TASK BRIEF: Output all of the entries exactly as they are given.
GIVEN DATA below:
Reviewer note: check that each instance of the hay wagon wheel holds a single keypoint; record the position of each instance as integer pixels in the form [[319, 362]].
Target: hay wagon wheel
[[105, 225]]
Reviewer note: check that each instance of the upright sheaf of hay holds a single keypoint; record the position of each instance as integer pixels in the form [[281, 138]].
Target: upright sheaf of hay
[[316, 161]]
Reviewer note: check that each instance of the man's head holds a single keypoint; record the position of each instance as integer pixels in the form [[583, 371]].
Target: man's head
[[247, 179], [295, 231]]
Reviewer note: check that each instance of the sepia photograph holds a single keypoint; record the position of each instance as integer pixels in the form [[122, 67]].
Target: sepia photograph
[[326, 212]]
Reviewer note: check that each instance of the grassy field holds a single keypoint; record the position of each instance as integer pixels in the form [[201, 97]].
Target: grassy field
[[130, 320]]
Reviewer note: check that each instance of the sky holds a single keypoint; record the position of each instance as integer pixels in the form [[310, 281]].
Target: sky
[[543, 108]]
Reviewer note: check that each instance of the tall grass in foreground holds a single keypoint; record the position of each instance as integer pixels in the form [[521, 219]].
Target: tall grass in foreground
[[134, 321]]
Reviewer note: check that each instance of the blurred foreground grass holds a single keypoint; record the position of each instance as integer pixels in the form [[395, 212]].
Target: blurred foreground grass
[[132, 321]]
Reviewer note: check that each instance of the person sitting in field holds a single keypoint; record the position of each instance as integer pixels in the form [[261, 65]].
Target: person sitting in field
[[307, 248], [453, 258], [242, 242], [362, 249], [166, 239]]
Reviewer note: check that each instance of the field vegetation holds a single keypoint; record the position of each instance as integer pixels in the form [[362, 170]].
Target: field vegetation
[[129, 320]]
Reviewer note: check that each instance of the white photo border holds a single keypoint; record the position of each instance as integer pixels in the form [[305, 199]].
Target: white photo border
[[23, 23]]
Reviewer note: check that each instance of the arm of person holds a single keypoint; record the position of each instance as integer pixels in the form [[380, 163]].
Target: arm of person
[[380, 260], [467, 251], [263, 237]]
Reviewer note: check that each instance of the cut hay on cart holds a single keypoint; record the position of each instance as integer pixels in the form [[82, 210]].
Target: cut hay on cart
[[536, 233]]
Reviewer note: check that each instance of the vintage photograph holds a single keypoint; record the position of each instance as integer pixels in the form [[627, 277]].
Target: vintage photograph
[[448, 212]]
End of GIVEN DATA.
YOUR SOLUTION:
Reviewer note: check that each instance of the hay wagon wheel holds a single keypoint; record the position of each instance as integer pixels in the form [[319, 362]].
Target: hay wagon wheel
[[105, 225]]
Reviewer note: check that each instance of the upright sheaf of hay holds a single keypoint; record the position of each instance as integer pixels in the form [[281, 138]].
Target: upright sheaf of hay
[[316, 161]]
Reviewer note: check that each instance of the man's head holds a single keypoint; record the position of each instance as integer pixels in the form [[583, 371]].
Target: man's head
[[247, 179], [295, 231]]
Reviewer note: check that each instance of the sepia photograph holds a single keypoint; record the position of each instance as integer pixels in the form [[122, 67]].
Target: sepia photograph
[[326, 212]]
Reviewer note: check that each instance of the grassy field holds a single keypoint; record the position of each instance as integer pixels in the form [[201, 97]].
Target: grassy field
[[130, 320]]
Reviewer note: check that each instance of the sky holds a single keypoint; record the position of each instance as integer pixels in the form [[310, 281]].
Target: sky
[[543, 108]]
Reviewer note: check that each instance of the tall grass in foreground holds a single keypoint; record the position of each instance as integer pixels in the form [[521, 219]].
Target: tall grass in foreground
[[134, 321]]
Reviewer note: check that each instance of the blurred foreground grass holds a single keypoint; record the position of each instance as integer pixels in the form [[395, 212]].
Target: blurred foreground grass
[[132, 321]]
Reviewer note: check that each instance of the person sitting in field holds a single keypoint; record the position of each instance as integer pixels in the form [[261, 65]].
Target: person sitting in field
[[307, 248], [453, 258], [242, 242], [362, 249], [166, 239]]
Reviewer note: check that each instance of the field vegetation holds a single keypoint; record the position of each instance as integer pixels in the form [[362, 170]].
Target: field vegetation
[[129, 320]]
Reviewer note: check that each instance of the white photo border holds a single keypoint; record the position of each instance as integer pixels in the form [[305, 199]].
Target: white photo border
[[23, 23]]
Reviewer note: check that each instance of the arm of person holds a single keypoint; record the position of each instance as integer pixels in the form [[380, 163]].
Target: arm of person
[[380, 260], [467, 251], [263, 237]]
Reviewer note: check that each instance of the cut hay on cart holds a single keypoint; record the position of each instance as integer pixels in the form [[82, 210]].
Target: cut hay on cart
[[536, 233]]
Reviewer note: check that each instance of the vintage photograph holds a single keypoint; record the position of each instance as integer pixels in the form [[627, 277]].
Target: vintage photograph
[[448, 212]]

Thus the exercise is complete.